Directions:
1. Answer these questions from the article on yoga studios:
(a) At which studio did a class this week include members in the room as well as online?
(b) In what neighborhood is Two Dog Yoga Studio located?
(c) Where does Breathe Hot Yoga have heated studios?
2. Edit the article on yoga studios, starting with "Yoga studios in" and going on through "presents a problem.", and replace "pivoted" with "switched".

Pandemic forces yoga studios to contemplate their future
Lockdown has changed the business of yoga. Now, Western Washington studios are seeking answers as reopenings begin.
This week at Twist Yoga in Edmonds, a first: a class with studio members in the room as well as online.
Yoga studios in Snohomish county are re-opening at reduced capacity while studios in King County remain closed.
Twist was like a lot of Seattle area studios that pivoted to online classes when the pandemic closed their physical spaces. Studios found that their customers appreciated the online connection during the anxious days that followed.
Annie Stocker of Two Dog Yoga Studio in Lake City found that her new online classes brought back students who had moved out of town years ago. These people wanted a familiar face and voice, and they wanted to help the studio survive.
Going online expands the reach of a studio, but it also presents a problem.
“We are a physical business,” said Ross Yearsley of Breathe Hot Yoga. “Our competitive advantage comes from our people, from our in person experience, from our neighborhoods. It doesn't come from online, right?
The reason: there is a lot of free yoga online. It’s all over You Tube. And it means the value of the local yoga studio is still in the physical spaces where people can go.
But the pandemic means many people won’t be coming back, for months or years – or maybe ever.
“We're in uncharted territory, obviously, as everybody knows now,” said Amber Borgomainerio of Breathe Hot Yoga. “What's the consumer mentality going to be like? Are people scared? I mean, even before our business was shut down, we saw our attendance literally dropping overnight. You know, due to the fear.”
Breathe Hot Yoga has heated studios in Belltown, Capitol Hill and West Seattle. And like a lot of studios paying rent in an expensive city, they need to know soon whether customers will be coming back.
They also need to know how many people have realized over the solitary months of lockdown that they want a membership at a studio.
The pandemic is forcing studio owners to look hard at the problems that have been accumulating for years. Many studios opened up during the Great Recession while rents were cheap. Now those same spaces are much more expensive.
Yoga teachers struggle with the disconnect between what a teacher is paid and what it it takes to live in the Seattle area. Studios say they want to pay more and be more successful themselves. But they find themselves between a rock and a hard place: free internet yoga and a high cost of doing business.

Listed entries:
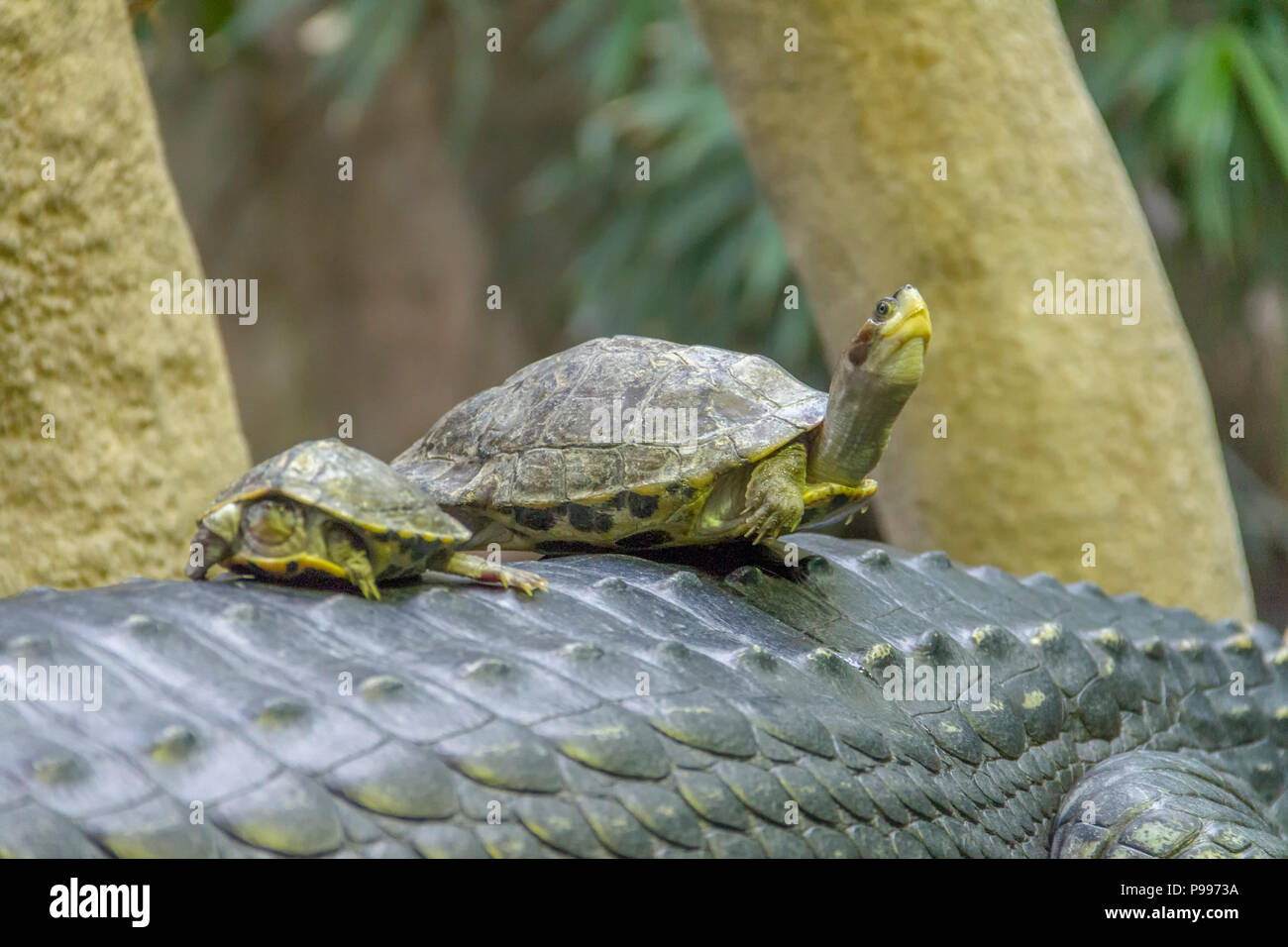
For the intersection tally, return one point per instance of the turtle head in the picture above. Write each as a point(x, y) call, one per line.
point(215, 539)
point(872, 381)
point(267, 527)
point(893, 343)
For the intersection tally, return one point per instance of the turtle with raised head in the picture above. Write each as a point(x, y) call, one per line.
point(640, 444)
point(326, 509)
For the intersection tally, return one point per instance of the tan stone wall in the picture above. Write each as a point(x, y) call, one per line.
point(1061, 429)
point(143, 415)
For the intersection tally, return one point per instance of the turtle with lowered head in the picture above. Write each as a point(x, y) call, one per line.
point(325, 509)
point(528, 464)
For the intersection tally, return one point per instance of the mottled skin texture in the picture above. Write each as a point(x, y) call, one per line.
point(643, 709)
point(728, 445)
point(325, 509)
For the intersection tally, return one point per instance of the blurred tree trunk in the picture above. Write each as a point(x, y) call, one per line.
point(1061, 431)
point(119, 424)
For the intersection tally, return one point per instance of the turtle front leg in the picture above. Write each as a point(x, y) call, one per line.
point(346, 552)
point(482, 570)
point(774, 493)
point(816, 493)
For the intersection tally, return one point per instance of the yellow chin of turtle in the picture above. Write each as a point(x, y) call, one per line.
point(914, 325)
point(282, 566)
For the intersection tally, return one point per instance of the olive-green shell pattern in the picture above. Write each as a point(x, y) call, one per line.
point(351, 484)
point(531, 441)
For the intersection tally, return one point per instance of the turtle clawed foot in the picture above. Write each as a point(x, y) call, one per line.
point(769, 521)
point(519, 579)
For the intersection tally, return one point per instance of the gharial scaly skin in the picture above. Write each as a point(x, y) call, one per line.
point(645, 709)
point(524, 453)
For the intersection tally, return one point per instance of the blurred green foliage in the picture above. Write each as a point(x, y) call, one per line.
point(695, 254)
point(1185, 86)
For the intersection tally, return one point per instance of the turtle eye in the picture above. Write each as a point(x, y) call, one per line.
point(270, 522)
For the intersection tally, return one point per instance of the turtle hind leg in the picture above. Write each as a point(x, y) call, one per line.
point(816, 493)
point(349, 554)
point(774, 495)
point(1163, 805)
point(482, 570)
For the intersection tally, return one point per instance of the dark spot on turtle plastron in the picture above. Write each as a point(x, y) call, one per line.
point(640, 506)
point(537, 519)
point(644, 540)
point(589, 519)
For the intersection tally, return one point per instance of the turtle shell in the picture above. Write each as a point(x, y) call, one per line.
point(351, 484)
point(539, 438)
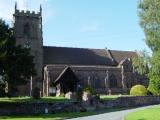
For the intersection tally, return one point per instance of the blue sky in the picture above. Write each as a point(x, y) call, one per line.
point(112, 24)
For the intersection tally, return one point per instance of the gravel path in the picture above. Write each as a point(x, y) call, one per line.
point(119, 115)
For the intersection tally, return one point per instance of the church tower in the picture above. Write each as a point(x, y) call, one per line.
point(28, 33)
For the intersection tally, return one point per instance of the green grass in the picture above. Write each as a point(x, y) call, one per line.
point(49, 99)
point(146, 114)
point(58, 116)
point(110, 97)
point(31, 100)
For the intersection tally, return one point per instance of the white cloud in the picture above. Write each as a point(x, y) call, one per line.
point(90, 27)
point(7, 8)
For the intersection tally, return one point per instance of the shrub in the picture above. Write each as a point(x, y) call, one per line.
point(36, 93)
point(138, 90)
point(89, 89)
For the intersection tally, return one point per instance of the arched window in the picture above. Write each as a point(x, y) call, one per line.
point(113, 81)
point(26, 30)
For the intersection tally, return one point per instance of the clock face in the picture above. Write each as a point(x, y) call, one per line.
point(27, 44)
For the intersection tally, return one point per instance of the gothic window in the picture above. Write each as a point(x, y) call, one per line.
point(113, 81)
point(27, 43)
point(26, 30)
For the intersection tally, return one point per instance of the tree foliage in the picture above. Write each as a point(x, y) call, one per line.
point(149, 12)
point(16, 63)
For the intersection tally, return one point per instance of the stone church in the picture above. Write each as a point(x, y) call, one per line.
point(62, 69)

Completed exercise:
1.
(a) Twist Yoga in Edmonds
(b) Lake City
(c) Belltown, Capitol Hill and West Seattle

2.
Yoga studios in Snohomish county are re-opening at reduced capacity while studios in King County remain closed.
Twist was like a lot of Seattle area studios that switched to online classes when the pandemic closed their physical spaces. Studios found that their customers appreciated the online connection during the anxious days that followed.
Annie Stocker of Two Dog Yoga Studio in Lake City found that her new online classes brought back students who had moved out of town years ago. These people wanted a familiar face and voice, and they wanted to help the studio survive.
Going online expands the reach of a studio, but it also presents a problem.